#### Written instruction
Copy out word for word the rows below, starting at the line that contains "Where can you spot the yellow building" and ending at the line that contains "column 1230, row 203", with both of those lines included.

─── Information provided

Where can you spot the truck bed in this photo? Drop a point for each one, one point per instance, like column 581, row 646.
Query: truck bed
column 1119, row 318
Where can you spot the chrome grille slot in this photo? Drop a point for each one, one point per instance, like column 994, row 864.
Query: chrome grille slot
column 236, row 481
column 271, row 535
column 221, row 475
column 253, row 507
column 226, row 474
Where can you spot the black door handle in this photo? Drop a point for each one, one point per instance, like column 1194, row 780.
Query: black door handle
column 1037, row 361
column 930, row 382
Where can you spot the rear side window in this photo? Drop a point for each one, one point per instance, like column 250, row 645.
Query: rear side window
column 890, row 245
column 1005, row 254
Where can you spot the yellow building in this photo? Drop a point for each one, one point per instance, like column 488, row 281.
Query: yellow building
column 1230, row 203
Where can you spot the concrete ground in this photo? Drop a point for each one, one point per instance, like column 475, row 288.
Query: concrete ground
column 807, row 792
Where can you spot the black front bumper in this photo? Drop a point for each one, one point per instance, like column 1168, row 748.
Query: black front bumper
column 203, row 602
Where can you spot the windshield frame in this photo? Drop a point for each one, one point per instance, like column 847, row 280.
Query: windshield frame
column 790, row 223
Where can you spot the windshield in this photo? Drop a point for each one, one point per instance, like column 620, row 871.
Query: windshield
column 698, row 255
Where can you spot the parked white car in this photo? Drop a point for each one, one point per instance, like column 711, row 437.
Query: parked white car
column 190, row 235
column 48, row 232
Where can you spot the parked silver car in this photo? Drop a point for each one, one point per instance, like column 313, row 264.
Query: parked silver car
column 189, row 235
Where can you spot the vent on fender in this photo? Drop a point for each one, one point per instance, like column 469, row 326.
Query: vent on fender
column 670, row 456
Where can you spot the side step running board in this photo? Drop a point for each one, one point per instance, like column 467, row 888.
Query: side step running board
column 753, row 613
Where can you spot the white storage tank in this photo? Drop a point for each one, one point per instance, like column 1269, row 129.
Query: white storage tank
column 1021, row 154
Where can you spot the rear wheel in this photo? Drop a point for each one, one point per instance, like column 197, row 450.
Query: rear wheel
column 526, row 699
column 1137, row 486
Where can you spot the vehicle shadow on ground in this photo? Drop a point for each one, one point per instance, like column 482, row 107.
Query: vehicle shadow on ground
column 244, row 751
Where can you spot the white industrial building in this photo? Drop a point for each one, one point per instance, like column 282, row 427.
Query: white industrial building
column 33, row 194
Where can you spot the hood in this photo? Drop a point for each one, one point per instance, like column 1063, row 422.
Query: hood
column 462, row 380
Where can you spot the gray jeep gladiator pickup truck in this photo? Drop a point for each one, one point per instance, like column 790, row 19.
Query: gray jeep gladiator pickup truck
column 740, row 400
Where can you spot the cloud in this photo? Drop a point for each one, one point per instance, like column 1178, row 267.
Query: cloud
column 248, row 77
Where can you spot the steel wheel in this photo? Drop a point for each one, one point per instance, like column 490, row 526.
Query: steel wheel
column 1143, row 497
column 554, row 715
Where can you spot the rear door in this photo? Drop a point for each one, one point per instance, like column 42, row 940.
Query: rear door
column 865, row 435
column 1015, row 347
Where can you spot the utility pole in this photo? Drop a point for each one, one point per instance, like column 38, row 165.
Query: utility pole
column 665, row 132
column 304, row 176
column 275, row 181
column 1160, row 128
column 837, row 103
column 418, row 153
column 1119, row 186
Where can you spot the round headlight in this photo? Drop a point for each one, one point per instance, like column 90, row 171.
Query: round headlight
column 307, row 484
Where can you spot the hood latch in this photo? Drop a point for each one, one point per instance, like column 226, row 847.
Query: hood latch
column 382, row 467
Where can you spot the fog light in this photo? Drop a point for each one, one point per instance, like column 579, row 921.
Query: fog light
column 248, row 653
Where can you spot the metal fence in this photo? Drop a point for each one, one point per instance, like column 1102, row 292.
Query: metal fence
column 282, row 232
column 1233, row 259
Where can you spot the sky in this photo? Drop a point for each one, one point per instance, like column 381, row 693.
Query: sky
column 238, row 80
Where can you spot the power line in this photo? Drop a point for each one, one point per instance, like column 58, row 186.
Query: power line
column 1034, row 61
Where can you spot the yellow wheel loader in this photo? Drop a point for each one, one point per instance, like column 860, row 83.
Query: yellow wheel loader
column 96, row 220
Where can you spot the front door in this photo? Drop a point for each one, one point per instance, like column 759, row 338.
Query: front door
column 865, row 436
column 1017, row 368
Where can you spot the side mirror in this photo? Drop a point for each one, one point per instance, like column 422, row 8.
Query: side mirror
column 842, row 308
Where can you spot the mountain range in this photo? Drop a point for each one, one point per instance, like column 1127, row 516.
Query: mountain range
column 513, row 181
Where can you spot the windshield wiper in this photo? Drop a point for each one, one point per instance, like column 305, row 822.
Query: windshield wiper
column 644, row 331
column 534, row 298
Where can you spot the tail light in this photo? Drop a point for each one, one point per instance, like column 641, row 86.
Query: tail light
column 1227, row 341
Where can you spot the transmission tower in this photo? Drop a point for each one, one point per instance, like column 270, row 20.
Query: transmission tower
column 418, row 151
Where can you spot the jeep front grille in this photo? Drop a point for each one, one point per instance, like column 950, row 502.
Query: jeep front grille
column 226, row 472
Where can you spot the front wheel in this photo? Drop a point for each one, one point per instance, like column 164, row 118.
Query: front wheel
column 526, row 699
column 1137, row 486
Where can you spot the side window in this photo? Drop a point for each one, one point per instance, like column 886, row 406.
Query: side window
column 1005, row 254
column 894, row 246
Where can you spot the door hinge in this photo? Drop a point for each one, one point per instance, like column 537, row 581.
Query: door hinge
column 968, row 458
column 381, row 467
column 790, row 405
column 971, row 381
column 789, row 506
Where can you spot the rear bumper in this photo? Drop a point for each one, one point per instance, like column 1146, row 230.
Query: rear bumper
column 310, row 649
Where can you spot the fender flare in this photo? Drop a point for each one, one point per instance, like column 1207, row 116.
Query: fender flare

──────

#### Written response
Where can you spot the yellow building in this photo? Drop a point for each one, one point per instance, like column 488, row 281.
Query: yellow building
column 1230, row 203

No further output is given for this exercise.